Collected data entries:
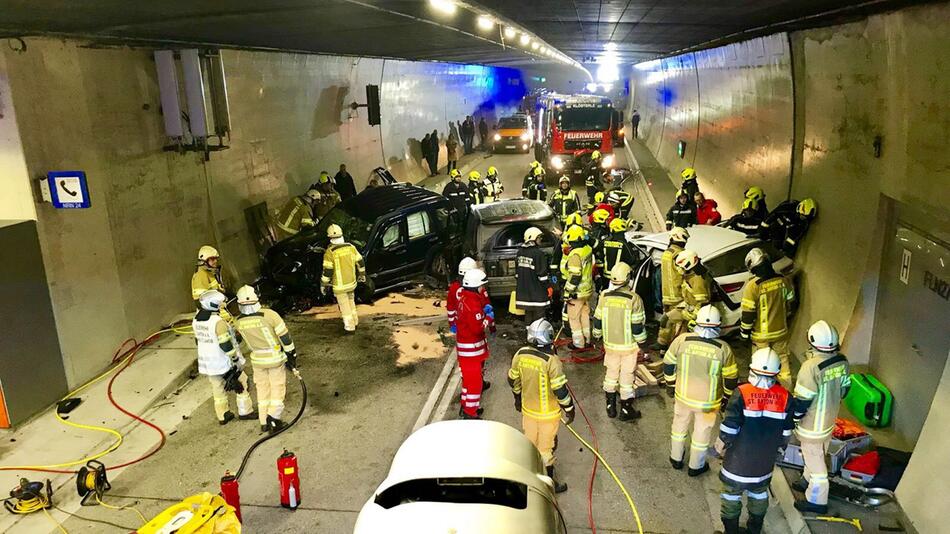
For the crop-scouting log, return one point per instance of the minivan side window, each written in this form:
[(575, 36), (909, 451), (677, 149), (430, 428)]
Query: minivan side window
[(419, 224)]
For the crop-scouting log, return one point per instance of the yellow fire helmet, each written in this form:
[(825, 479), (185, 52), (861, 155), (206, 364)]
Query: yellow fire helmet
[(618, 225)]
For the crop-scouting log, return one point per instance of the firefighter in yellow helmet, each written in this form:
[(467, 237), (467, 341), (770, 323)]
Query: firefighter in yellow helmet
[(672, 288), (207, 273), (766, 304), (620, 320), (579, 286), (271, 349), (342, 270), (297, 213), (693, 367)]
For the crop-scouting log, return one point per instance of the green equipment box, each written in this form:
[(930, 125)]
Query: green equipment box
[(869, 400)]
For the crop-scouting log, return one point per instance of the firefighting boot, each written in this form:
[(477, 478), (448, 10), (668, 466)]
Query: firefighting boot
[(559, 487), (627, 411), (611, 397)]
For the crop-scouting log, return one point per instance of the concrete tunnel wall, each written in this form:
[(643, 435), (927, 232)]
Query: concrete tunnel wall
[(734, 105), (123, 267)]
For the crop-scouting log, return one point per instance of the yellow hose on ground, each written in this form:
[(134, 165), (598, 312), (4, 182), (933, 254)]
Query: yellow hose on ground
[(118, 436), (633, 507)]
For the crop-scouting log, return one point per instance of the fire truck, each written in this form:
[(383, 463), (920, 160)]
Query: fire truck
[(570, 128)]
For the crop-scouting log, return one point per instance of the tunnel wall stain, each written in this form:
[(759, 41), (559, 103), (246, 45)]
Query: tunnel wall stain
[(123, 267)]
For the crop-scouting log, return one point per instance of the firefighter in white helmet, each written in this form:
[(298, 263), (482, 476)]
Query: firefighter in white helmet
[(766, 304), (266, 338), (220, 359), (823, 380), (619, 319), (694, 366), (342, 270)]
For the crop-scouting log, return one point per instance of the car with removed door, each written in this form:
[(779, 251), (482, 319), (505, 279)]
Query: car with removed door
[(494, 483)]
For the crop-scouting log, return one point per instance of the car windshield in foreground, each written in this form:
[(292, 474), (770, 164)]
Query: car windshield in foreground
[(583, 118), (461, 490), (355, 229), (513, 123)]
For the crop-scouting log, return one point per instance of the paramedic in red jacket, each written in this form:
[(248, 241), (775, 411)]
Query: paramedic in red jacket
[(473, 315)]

* * *

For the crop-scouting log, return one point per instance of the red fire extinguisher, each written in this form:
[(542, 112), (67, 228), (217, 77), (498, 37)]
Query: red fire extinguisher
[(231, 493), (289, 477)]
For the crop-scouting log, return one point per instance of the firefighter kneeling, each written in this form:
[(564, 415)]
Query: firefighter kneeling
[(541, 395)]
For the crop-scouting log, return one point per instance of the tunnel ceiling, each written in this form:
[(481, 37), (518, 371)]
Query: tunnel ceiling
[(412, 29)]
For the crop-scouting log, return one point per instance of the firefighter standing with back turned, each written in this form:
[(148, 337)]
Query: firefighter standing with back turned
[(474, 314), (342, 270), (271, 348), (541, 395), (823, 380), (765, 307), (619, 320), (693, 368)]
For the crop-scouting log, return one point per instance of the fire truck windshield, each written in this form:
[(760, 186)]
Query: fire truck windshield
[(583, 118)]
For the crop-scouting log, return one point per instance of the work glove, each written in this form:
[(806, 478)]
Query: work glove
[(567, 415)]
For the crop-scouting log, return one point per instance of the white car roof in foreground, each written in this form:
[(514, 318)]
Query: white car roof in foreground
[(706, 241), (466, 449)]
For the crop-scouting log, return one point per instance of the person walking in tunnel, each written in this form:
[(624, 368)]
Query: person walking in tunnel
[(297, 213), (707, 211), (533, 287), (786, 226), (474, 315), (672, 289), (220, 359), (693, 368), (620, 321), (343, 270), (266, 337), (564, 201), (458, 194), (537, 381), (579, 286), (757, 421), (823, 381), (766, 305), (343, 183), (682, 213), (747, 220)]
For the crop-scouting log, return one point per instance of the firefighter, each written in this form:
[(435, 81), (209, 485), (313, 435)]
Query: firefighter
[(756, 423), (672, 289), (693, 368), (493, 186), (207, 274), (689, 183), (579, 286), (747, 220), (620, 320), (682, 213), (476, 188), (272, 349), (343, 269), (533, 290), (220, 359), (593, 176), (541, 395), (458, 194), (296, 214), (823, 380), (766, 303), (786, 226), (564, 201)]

Goal: Reproduce in full every line starting with the line containing "of the minivan" and going on through the line containing "[(559, 487), (627, 411), (611, 397)]". Rescale only the coordinates in the answers by multiplying them by 0.8 and rounding to whole numbers (halves round up), and leave all other numbers unchanged.

Result:
For the crop-scouting log, return one point per instance of the minivan side window, each written in this form:
[(575, 36), (909, 451), (677, 149), (430, 428)]
Query: minivan side window
[(335, 179)]
For the crop-scouting log, return one point per instance of the yellow fire helmet, each written in this form:
[(825, 479), (185, 52), (861, 155), (206, 364)]
Query: yellow fire helmet
[(494, 180)]
For the crop-scouting log, return one point per instance of the firefighter in yellow helmet, each written in this form:
[(467, 237), (467, 341), (770, 323)]
Query: firefighter in yellow helmet
[(538, 230), (166, 218), (613, 243), (496, 256), (463, 229), (217, 279), (274, 216), (238, 170), (554, 294)]
For the crop-scouting log, return one point per instance of the green equipment box, each written in this form:
[(930, 125)]
Query: green equipment box
[(695, 320)]
For the crop-scouting log, return one point per instance of the firefighting boot, each written in this form:
[(477, 478), (448, 10), (668, 466)]
Query: firefighting boot
[(447, 390), (502, 329), (489, 318)]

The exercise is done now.